INPUT RECORDS =>
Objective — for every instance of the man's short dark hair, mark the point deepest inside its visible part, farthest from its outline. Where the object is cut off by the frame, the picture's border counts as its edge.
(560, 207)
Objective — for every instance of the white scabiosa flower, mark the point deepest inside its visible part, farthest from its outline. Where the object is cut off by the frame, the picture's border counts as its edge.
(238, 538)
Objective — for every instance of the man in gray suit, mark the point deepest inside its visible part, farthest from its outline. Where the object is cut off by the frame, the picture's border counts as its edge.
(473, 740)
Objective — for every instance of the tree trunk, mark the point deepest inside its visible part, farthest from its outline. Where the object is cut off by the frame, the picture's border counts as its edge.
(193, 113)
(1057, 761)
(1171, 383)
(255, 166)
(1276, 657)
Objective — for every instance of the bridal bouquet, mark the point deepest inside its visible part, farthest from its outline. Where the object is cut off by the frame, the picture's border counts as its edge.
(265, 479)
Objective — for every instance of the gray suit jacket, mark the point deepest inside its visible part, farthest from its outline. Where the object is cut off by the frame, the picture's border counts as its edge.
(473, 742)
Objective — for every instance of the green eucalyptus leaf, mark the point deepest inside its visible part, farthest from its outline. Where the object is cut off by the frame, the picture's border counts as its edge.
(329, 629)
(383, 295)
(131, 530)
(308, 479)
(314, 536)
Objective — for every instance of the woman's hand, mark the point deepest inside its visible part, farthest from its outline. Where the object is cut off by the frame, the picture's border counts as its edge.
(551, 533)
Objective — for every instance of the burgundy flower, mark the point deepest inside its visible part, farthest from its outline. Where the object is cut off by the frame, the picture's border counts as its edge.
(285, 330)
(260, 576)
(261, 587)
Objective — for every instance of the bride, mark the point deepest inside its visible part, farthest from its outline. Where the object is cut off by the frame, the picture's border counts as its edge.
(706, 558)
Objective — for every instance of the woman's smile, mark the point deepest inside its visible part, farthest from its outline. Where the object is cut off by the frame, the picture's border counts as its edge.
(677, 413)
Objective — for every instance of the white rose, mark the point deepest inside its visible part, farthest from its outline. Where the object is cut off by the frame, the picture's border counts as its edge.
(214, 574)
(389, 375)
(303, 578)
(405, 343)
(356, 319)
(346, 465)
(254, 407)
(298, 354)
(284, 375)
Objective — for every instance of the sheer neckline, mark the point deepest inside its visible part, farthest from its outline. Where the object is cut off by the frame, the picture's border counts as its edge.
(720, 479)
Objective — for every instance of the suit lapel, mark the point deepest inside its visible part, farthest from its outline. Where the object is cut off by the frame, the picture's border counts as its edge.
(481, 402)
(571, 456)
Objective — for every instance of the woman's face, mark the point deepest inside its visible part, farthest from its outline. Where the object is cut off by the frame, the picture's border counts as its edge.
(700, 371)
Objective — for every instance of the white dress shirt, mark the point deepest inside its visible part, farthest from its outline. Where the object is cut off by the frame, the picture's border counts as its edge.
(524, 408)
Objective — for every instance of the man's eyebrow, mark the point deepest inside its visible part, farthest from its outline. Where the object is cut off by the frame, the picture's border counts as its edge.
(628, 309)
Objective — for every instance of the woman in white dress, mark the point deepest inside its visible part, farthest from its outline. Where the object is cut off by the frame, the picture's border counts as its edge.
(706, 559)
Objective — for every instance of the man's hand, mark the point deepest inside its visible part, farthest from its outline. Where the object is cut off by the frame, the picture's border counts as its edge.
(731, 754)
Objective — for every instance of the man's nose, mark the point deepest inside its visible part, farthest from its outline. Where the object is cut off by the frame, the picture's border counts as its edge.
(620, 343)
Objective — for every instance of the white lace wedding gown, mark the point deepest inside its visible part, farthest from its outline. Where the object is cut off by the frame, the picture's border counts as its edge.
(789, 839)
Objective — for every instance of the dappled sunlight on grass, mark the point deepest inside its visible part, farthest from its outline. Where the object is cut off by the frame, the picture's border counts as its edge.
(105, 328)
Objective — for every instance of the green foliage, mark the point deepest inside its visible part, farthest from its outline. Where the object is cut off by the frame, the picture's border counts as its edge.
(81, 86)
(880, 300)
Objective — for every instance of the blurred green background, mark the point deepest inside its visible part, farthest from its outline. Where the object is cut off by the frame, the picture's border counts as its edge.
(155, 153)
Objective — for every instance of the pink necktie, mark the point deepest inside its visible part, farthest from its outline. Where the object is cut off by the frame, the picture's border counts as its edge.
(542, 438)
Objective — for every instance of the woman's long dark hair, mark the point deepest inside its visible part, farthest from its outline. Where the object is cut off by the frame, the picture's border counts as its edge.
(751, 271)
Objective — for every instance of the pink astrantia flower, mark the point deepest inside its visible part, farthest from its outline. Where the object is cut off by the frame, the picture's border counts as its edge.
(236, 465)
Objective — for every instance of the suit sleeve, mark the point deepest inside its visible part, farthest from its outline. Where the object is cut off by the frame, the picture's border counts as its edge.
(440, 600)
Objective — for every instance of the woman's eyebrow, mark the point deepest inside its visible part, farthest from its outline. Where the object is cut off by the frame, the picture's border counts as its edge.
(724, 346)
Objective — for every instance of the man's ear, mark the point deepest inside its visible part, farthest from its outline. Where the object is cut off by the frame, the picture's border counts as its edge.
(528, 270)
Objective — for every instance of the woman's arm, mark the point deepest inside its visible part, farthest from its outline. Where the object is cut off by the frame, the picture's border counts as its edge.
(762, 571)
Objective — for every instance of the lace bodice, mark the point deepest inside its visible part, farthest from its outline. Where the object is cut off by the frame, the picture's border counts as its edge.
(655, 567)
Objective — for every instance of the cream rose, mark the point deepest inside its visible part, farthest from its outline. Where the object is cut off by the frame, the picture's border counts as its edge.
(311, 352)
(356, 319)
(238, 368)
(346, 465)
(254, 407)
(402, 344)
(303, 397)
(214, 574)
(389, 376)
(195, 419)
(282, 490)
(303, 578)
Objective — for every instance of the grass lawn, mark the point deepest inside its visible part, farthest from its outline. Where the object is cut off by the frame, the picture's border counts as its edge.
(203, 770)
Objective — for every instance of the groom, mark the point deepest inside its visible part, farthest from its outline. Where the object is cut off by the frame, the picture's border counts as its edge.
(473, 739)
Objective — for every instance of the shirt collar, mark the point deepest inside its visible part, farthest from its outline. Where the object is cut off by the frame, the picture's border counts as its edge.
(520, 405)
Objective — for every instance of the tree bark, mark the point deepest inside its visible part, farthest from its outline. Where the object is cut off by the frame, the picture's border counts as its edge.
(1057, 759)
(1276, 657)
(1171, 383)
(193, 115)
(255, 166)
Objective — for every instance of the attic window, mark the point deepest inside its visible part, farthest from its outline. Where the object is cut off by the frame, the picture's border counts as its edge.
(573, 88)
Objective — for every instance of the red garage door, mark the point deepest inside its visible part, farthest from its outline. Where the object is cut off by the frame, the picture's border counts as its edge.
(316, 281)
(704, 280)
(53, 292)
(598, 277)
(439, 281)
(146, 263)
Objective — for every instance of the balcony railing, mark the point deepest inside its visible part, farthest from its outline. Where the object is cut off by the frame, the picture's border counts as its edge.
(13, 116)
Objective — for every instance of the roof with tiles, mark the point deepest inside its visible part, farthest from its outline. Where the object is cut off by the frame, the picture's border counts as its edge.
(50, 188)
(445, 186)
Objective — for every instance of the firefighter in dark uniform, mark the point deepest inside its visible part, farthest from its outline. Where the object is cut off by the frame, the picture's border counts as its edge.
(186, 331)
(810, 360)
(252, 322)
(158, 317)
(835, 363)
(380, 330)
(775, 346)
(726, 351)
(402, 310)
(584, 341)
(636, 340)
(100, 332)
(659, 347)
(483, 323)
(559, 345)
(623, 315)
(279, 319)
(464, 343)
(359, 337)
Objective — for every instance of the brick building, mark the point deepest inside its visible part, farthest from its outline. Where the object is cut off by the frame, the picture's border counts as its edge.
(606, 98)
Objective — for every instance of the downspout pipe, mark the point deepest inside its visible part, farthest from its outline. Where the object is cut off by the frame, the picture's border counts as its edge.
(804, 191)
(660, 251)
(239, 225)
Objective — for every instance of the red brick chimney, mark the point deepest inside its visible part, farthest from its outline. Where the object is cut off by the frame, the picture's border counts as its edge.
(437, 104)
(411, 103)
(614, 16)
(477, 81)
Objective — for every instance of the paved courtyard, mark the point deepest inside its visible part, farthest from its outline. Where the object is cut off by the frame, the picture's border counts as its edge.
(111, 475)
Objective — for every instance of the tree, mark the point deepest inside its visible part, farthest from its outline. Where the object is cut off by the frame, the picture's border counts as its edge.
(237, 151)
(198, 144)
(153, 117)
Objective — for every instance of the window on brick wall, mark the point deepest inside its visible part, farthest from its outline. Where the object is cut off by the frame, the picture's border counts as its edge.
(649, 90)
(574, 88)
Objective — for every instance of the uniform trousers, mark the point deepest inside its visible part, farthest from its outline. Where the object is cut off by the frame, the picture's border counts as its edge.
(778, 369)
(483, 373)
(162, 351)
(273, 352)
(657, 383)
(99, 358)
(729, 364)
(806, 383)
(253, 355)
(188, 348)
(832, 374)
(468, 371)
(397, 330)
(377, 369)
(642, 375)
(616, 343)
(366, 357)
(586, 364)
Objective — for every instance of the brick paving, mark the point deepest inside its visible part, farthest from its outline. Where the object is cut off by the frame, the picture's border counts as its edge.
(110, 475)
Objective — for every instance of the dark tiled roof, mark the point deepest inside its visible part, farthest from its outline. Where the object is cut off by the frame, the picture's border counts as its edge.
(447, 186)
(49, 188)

THE TASK => Please copy the records above word for word, from the line that contains "Objective — for every instance of the brick paving, mark" up to and including the final line.

THE OUTPUT =>
Objective — for every instance of the brick paving, mark the point deepest inside its visible part, farthest from its outline. Where the object is cut off by the frame, the picture's border counts as its edge.
(110, 475)
Objective — for every instance of the dark tiled roof, mark the point deepest inside its visible part, farthest from its outline. Where the object is cut off by the frame, the picture's border counts as its edge.
(447, 186)
(49, 188)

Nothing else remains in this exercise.